If you are the victim of a car accident, prepare to provide a deposition as part of filing an insurance claim with the negligent party. The deposition is the process of meeting with attorneys or legal representatives to answer questions about your case while under oath. The attorneys listen to your deposition to decide if the claim should be paid by the insurer. When you provide a deposition, there are some key mistakes you want to avoid. The following are some examples of what not to do during a deposition:
Do Not Lie
You will be asked questions about your car accident during your deposition, and it is critical that you answer honestly. Keep in mind that the questions may not only pertain to the accident itself. The attorneys may ask you about your past driving records or any personal incidents. No matter how you feel about the questions, you must provide a truthful answer no matter how much you might not like a question. In most cases, your background will not impact your case as long as there is strong proof the other party was acting negligently and caused the accident and your subsequent damages to occur.

(Location identification items)
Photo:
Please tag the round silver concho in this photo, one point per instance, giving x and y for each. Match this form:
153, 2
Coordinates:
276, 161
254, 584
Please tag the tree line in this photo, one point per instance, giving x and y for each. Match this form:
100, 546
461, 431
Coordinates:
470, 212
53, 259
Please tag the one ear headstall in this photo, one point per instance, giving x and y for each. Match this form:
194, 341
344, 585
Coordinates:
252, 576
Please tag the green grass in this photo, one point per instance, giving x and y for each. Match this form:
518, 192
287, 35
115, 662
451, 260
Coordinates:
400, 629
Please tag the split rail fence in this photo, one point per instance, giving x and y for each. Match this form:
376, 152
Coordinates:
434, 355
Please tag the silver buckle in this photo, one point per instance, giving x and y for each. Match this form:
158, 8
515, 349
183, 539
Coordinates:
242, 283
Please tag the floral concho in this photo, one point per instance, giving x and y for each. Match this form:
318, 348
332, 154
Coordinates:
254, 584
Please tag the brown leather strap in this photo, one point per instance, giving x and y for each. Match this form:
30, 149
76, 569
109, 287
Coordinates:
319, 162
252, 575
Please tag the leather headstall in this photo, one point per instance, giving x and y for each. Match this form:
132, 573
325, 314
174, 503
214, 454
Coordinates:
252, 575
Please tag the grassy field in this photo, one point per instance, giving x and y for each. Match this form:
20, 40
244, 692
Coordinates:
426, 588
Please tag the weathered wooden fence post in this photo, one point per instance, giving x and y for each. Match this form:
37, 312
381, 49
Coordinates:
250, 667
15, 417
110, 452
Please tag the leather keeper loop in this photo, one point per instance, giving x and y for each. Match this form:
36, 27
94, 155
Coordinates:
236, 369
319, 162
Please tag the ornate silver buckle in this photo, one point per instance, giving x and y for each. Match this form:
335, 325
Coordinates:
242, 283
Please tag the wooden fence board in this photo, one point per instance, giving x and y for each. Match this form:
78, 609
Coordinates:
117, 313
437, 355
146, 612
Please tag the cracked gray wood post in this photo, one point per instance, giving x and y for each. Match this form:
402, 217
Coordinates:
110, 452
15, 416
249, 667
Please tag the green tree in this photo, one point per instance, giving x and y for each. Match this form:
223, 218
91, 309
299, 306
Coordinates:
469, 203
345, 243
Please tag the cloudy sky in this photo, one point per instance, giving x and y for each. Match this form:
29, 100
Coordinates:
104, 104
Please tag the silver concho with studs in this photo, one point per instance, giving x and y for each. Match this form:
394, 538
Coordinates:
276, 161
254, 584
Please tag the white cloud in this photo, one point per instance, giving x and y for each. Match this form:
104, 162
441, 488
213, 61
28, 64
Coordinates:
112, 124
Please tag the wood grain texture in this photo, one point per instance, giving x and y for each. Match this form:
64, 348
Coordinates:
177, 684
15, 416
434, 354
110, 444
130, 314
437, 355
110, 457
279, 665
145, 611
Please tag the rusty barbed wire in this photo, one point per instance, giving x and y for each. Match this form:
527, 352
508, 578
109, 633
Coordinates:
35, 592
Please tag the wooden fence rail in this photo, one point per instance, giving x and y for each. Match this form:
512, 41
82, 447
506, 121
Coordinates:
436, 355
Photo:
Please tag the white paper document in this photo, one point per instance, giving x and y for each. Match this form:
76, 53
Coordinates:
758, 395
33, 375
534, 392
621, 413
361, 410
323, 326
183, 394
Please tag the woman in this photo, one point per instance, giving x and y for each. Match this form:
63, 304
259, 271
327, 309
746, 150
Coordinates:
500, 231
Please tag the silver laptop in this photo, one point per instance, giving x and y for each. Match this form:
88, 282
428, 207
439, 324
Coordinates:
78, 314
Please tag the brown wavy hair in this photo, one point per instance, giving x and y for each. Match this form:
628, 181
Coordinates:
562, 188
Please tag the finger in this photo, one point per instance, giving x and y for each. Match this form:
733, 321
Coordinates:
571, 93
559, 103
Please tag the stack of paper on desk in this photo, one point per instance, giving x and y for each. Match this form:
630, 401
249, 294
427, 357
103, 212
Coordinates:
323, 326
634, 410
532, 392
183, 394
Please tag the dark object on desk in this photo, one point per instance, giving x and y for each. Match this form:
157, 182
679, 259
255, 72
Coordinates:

### Set task
Write a continuation of the car accident deposition text, starting after its last sentence. You won't need the data for this.

### Response to the task
If you are asked specifically about certain parts of the accident, answer honestly even if you think your answer could negatively impact your case. For instance, if the attorney asks if you drank any alcohol on the day of the accident and you are not truthful, the outcome of your case can be jeopardized once the attorney learns you actually drank a beer or two. The police report likely has all the information the attorneys will ask you. An attorney will verify all evidence prior to your questioning, so always be honest.
Do Not Go Overboard with Your Answers
In addition to being truthful with your deposition answers, you also do not want to go overboard. Try not to exaggerate any details of the accident in hopes of strengthening your case. For example, if you are asked about the severity of your injuries and you claim that you cannot work at all when you really are physically able to do so, you could be accused of exaggerating your injury to get a higher settlement. A better answer to this type of question is that your ability to work at your normal capacity as before is now diminished due to your injuries from the accident.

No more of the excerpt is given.